## Do this
Return, word for word, the part of the author interview that opens with the words containing "Author Interview: Michael" and closes with "this stuff, lol.".

## Reading text

:::

Author Interview: Michael Wilson

Hannah, main character of Phantom Heart

Today’s guest is an active blogger and writer with his first novel, Phantom Hearts, currently on submission. I don’t generally invite yet-to-be published writers for interviews but Phantom Heart has such an excellent premise I just had to know more.

Please give Michael a warm welcome!

Can you tell us a bit about your novel?

Oh, but of course! Sometimes I feel like I breathe this stuff, lol.


Phantom Hearts is a steampunk fantasy adventure set in an entirely other world. Hannah, a seventeen-year-old slave, battles her way across a continent engulfed in the first modern war in search of the outlawed magic to bring Jason, her forbidden love, back from the grave. Aided only by a brutal murderer, an unpredictable teenager addicted to Wild Magic, and a carnie who leads an underground railroad for slaves, she must wrestle with the growing weight of her own destiny — or risk losing Jason forever.


The world is not unlike a steampunk World War One, but with outlawed magic, rogue spies, steampunk carnivals, and clockwork animals. Hannah unlocks her own magical heritage, the ability — or curse — to live other’s emotions. And of course, there’s a dangerous soldier who seeks to destroy Hannah, bargaining with Ghouls to invade Hannah’s dreams and torture her nights.

I love the world you’ve built here, especially the nature of magic and how it interacts with other parts of the world. I particularly like the way you’ve made Hannah’s magic a double edged sword–it comes with more serious drawbacks than many forms of magic I’ve seen.


What part of the story came to you first?

I’m always daydreaming. I come up with the small scenes, emotional moments, or interesting bits of the world and keep them in a journal. Once I have enough of the isolated pieces, I start to ask questions: How can this lead to that? What if this were turned on its head? A plot emerges.

:::

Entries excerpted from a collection
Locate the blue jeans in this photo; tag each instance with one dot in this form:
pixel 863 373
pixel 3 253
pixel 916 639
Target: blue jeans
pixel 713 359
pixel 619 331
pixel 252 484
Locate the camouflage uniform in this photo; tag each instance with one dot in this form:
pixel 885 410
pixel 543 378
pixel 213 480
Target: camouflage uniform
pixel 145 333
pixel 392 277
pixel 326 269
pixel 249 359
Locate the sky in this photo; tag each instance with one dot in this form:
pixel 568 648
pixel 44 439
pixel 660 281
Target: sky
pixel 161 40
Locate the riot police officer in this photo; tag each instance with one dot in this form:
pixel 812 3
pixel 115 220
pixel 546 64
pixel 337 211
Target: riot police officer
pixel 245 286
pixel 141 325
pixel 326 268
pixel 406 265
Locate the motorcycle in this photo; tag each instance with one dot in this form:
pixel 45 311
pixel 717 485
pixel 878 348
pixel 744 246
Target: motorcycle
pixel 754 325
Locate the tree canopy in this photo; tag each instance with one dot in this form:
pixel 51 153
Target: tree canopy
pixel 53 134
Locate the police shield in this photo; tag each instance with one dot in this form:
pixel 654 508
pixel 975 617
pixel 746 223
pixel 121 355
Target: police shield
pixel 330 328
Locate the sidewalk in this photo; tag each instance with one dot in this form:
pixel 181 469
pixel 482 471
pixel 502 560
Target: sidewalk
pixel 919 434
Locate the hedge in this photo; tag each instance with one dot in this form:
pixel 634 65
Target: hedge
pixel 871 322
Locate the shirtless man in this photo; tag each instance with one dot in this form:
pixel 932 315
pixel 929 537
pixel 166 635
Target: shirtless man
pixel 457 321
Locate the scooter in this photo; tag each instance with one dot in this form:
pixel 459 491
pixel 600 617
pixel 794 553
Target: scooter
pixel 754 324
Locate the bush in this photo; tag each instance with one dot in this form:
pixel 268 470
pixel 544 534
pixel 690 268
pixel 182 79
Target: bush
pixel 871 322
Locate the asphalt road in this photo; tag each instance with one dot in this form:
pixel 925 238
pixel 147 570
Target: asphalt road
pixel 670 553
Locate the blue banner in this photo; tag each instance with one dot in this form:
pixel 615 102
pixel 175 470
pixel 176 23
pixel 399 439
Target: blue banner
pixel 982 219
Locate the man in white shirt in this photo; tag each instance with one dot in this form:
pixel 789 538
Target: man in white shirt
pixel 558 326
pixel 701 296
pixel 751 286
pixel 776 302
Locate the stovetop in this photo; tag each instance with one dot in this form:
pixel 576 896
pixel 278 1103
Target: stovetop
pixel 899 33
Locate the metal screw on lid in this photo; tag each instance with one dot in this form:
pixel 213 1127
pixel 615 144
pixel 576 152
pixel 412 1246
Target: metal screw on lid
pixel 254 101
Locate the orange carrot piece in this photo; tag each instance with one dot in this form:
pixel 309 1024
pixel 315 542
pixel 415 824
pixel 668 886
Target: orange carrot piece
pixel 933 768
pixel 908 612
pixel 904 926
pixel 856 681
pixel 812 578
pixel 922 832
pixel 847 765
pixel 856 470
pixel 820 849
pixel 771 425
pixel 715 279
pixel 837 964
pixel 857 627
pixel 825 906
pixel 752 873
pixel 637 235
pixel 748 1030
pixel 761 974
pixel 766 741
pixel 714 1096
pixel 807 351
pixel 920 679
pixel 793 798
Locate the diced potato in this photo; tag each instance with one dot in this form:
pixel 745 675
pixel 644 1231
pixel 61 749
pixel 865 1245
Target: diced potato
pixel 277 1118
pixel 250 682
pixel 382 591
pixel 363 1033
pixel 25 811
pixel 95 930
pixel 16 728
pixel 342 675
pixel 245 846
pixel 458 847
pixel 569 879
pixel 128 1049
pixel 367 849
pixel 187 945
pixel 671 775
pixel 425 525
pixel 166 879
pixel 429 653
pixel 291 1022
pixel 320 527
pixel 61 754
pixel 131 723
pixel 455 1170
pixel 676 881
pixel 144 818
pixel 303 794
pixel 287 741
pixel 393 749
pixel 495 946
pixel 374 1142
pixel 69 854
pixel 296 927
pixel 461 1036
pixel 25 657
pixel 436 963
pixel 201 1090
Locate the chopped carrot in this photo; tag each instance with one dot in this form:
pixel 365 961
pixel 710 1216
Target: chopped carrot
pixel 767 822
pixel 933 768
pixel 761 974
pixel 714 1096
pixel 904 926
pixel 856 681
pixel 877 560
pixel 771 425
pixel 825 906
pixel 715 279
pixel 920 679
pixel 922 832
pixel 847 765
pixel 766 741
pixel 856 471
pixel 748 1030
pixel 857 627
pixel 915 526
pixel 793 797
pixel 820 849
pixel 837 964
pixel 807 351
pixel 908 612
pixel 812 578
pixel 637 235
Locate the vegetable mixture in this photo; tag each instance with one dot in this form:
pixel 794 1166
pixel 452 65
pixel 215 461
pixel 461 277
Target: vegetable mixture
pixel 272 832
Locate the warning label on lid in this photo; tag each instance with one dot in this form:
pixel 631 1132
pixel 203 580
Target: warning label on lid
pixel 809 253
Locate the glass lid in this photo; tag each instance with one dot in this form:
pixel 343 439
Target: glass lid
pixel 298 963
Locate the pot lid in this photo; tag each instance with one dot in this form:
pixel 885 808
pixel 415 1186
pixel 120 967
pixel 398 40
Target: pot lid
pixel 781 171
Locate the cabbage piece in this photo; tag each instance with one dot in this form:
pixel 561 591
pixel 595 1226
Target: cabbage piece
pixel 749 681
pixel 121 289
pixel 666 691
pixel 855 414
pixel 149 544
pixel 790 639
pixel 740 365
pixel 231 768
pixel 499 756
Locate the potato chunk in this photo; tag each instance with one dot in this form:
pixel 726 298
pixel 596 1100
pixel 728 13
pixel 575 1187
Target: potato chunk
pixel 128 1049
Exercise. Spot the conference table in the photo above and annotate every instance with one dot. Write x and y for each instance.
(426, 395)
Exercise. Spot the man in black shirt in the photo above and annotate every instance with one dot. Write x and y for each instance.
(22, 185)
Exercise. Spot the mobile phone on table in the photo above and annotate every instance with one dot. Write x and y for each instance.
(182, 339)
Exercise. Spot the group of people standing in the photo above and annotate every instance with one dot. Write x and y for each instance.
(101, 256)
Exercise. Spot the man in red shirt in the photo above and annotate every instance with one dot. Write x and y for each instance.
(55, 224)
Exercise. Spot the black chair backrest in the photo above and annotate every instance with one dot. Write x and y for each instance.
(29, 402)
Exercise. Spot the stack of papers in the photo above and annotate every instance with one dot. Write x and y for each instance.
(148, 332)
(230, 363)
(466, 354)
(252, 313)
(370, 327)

:::

## Expected output
Author Interview: Michael Wilson

Hannah, main character of Phantom Heart

Today’s guest is an active blogger and writer with his first novel, Phantom Hearts, currently on submission. I don’t generally invite yet-to-be published writers for interviews but Phantom Heart has such an excellent premise I just had to know more.

Please give Michael a warm welcome!

Can you tell us a bit about your novel?

Oh, but of course! Sometimes I feel like I breathe this stuff, lol.